** Data follows **
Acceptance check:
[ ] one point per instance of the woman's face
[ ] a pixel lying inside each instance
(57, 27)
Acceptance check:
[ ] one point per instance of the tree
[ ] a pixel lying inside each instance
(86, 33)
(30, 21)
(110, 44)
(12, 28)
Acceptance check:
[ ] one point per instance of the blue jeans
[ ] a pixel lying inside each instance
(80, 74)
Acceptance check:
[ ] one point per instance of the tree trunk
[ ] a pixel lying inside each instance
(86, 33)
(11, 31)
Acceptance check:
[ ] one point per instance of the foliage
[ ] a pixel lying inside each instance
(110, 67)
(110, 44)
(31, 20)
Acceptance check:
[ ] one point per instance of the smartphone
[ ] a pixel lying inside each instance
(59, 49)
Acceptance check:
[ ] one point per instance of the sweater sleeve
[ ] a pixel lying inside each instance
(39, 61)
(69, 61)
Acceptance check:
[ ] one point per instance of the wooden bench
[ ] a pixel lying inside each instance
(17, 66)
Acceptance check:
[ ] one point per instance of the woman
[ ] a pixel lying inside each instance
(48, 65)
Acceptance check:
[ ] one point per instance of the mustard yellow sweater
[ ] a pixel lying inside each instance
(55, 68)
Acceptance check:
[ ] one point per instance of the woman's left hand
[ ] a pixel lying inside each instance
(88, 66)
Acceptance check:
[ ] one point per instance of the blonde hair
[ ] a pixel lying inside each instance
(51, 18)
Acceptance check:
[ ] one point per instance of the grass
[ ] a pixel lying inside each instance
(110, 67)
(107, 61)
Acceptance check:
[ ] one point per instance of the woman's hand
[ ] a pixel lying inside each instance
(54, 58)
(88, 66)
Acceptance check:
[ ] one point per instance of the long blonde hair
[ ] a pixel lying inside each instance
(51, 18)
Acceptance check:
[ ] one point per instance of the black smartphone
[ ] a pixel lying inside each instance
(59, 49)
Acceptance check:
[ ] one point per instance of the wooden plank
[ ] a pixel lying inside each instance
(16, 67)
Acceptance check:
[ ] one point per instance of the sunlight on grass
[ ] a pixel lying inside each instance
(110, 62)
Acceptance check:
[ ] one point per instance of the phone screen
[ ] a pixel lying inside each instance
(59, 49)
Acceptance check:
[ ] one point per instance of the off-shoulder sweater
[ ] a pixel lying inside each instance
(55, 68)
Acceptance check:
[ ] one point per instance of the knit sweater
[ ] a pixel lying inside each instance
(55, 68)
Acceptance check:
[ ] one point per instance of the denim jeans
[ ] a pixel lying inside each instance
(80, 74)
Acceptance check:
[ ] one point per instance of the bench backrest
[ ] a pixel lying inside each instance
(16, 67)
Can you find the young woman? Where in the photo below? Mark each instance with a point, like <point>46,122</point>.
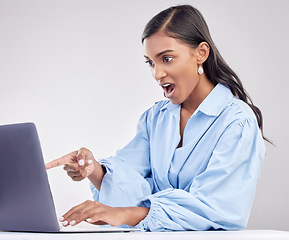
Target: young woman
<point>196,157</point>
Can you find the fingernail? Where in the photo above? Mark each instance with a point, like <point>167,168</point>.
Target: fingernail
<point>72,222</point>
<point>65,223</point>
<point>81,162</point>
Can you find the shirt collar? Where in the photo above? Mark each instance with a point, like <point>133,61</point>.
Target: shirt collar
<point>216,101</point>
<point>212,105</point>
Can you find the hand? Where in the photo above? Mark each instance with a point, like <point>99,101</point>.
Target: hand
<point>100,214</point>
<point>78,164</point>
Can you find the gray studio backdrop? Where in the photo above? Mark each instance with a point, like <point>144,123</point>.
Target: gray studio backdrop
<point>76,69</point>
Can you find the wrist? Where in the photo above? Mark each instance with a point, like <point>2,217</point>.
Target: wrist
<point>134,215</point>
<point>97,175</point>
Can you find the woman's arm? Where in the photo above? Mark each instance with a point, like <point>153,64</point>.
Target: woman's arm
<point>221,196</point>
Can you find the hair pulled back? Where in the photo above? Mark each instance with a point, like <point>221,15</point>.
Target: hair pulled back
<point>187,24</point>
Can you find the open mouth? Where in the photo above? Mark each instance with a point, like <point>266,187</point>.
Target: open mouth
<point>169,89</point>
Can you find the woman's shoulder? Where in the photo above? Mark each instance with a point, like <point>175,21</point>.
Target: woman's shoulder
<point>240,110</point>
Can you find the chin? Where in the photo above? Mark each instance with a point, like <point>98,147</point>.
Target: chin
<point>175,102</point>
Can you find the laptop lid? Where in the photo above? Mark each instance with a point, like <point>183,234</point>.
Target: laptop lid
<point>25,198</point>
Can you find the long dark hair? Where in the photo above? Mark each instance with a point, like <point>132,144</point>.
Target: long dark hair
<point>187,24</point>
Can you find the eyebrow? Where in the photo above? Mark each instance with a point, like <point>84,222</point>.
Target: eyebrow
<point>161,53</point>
** End of Data **
** Data follows **
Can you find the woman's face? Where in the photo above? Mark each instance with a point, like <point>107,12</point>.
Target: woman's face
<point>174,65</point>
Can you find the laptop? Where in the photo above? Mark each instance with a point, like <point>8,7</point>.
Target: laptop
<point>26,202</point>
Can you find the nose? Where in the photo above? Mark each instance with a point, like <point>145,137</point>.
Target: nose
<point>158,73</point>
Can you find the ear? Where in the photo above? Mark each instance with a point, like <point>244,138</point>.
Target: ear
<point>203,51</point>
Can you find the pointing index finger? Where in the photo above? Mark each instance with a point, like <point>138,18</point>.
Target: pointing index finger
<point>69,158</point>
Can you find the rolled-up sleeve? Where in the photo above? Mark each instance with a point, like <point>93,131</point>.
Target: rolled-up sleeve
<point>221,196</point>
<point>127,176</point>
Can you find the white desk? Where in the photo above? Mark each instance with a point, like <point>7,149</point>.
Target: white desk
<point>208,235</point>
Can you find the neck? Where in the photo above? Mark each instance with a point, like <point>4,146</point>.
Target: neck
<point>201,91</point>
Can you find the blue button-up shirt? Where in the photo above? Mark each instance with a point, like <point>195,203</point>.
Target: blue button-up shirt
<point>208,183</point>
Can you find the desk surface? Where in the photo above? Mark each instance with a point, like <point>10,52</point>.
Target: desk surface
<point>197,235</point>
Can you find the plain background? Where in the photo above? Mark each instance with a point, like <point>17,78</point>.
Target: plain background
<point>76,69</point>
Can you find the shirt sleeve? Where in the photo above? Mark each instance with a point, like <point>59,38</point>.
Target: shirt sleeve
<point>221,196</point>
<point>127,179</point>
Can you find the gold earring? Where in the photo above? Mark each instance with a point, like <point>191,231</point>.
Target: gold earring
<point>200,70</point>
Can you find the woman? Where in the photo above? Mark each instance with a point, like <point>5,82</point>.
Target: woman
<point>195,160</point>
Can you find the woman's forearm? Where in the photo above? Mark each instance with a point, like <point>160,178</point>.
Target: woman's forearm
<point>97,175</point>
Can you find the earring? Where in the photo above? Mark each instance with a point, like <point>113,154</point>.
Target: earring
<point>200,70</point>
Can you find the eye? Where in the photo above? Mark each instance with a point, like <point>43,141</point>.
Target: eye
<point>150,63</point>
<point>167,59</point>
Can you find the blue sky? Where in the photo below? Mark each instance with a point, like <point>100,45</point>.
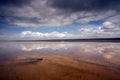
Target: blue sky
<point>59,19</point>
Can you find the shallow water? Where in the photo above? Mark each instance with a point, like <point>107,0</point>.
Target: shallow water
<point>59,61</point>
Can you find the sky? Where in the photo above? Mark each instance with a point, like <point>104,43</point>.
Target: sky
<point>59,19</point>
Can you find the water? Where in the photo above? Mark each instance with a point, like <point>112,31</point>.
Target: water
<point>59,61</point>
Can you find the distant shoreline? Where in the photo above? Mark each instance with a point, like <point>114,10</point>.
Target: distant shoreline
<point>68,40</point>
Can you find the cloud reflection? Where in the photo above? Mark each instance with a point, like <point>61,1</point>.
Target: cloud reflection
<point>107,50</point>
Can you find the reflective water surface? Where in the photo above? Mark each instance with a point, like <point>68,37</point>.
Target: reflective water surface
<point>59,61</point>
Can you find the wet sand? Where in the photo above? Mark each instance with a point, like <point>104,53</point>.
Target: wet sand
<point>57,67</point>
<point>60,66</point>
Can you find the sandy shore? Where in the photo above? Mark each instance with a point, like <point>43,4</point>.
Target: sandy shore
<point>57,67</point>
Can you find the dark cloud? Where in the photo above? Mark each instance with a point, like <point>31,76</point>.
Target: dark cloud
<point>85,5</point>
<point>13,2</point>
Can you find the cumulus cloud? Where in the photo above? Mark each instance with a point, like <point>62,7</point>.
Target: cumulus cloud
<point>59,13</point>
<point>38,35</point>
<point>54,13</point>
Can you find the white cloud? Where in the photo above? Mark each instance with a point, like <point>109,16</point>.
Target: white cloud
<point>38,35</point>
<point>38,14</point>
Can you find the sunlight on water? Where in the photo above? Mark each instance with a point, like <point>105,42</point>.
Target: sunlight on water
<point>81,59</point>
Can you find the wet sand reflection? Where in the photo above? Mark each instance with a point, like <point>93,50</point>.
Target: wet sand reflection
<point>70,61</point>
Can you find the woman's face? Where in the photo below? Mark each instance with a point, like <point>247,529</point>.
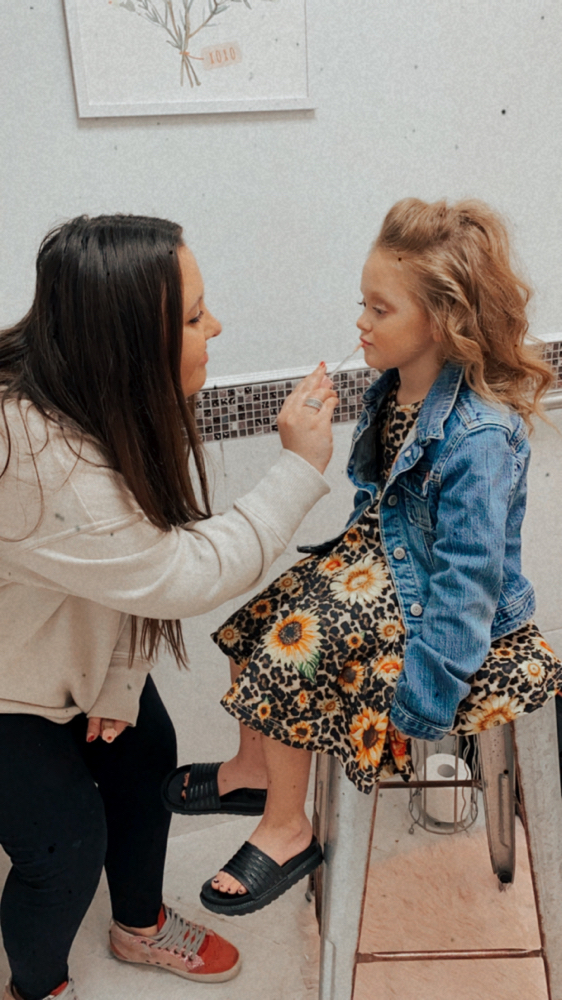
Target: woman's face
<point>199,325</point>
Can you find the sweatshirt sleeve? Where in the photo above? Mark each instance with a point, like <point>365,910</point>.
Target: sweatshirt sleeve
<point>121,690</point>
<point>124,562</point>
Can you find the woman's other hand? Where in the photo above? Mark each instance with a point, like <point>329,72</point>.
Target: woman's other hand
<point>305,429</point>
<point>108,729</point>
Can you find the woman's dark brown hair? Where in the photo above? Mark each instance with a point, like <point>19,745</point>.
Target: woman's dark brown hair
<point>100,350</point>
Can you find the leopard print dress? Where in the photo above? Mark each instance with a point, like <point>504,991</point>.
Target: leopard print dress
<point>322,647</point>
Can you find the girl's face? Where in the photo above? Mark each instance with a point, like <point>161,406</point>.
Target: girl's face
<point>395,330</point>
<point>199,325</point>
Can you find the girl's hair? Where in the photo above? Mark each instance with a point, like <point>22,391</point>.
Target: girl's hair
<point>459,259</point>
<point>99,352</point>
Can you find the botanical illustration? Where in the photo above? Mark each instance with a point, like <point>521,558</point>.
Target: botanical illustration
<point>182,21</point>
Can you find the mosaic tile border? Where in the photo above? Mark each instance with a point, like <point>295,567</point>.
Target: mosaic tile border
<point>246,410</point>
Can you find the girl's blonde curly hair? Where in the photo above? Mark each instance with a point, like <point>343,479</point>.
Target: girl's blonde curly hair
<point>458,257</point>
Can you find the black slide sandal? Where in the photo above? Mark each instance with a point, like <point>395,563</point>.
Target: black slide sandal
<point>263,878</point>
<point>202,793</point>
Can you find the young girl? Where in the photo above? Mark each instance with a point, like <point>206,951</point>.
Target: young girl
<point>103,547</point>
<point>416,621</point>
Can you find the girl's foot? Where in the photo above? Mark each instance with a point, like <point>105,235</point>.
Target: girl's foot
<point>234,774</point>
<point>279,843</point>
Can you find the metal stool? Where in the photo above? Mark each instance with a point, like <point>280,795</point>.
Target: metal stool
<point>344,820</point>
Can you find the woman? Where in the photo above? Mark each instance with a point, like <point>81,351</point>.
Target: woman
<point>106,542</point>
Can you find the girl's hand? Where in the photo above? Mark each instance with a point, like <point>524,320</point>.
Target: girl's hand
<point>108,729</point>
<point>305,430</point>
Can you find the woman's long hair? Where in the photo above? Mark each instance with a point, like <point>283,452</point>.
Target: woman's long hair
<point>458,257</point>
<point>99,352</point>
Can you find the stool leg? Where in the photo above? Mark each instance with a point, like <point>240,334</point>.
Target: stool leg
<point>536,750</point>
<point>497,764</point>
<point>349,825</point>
** End of Data **
** Data follows **
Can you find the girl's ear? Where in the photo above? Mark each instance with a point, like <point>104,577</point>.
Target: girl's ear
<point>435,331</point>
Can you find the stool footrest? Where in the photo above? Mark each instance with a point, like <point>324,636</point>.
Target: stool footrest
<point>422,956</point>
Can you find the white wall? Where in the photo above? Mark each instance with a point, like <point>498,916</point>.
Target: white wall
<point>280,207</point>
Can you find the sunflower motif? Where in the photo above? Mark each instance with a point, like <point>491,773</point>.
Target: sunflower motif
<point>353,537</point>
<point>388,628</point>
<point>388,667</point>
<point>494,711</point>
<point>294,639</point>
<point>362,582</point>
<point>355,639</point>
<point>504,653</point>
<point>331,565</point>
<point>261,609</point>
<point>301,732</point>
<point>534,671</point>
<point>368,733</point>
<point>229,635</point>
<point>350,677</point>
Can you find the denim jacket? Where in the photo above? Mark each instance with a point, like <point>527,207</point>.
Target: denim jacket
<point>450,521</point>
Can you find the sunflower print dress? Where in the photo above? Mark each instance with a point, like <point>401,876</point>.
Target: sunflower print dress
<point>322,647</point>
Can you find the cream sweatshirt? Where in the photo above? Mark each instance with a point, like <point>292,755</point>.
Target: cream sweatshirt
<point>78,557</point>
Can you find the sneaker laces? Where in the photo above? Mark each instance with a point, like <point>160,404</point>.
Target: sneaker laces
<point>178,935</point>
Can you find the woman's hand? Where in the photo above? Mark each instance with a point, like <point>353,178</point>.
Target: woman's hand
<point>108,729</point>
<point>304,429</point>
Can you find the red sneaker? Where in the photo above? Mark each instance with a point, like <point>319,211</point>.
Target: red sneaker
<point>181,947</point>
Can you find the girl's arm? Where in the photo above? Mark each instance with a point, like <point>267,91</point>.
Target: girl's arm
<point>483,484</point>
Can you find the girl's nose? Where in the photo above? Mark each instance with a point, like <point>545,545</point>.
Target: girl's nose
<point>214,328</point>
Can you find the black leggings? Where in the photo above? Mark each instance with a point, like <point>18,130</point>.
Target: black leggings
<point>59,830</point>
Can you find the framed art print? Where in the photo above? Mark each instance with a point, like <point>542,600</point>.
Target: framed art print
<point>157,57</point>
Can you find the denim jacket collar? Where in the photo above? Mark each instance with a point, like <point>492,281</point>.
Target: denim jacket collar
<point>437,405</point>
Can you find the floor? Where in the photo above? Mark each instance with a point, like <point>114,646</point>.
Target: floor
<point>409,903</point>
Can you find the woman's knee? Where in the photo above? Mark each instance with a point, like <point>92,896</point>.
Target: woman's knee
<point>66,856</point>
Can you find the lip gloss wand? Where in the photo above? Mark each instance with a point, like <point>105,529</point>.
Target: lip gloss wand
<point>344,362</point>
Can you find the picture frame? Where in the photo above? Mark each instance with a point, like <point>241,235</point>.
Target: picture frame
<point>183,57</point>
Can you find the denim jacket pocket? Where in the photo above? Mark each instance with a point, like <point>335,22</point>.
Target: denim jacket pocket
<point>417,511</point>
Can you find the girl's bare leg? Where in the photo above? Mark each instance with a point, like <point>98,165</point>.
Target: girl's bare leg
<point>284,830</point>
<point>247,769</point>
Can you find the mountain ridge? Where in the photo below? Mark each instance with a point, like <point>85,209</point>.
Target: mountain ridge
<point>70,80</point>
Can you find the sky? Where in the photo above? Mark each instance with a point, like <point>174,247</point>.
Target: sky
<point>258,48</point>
** End of Data **
### [Task brief]
Above are some records; copy exactly the lines from the one with "Target: white cloud" through the one with "Can you find the wet sand reflection?", both included, and no others.

### [Exercise output]
Target: white cloud
<point>38,35</point>
<point>38,14</point>
Can you find the sunlight on water? Where in the photo above? Mark each instance with a point, like <point>105,42</point>.
Target: sunlight on water
<point>81,59</point>
Can you find the wet sand reflection? Where in the photo above? Mark each instance with a point, like <point>93,50</point>.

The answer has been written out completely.